### Aim
Please rewrite all the rows below, requests included, and scale only the x and y point coordinates in the answers by 0.85, rounding each to a whole number with halves rounded up. Leave the pictures out of your reply.

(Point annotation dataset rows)
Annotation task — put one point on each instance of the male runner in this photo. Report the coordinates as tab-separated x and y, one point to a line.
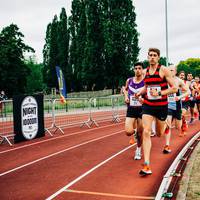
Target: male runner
185	105
174	107
157	78
134	107
191	99
196	87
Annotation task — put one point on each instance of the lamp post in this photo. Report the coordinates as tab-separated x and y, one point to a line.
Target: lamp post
166	27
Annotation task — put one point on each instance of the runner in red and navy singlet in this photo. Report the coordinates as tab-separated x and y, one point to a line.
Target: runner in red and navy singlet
151	103
155	106
134	108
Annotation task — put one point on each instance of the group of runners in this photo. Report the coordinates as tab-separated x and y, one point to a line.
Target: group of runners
157	96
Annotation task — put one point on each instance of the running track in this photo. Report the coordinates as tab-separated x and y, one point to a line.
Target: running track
84	164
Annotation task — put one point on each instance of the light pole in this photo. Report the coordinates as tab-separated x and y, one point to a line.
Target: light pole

### Full answer
Annotation task — put one point on each instance of the male runner in this photo. Report the coordinates as tab-separated x and y, one point to a line.
Target: male runner
157	89
148	91
133	66
114	91
162	84
167	74
Annotation task — put one point on each instance of the lamp post in this photo. Report the coordinates as tab-separated x and y, one point to a line.
Target: lamp post
141	23
Annotation task — put one point on each instance of the runner in red and navy singlet in this photo. Report the coordinates as tab-separated x and y, one point to a line.
Target: runner in red and navy singlet
128	88
132	90
114	92
Annotation task — put one point on each instance of the group of runners in this photo. Report the coordinates as tab-separated x and y, one point to a line.
Target: group of runners
133	82
Annotation task — put one point on each instance of the running track in this photo. Report the coordinates as tab-separated x and y, one point to a line.
Target: running track
71	139
Annotation task — put one point on each instance of the light pole in this photo. Report the coordinates as tab-separated x and y, one point to a line.
Target: light pole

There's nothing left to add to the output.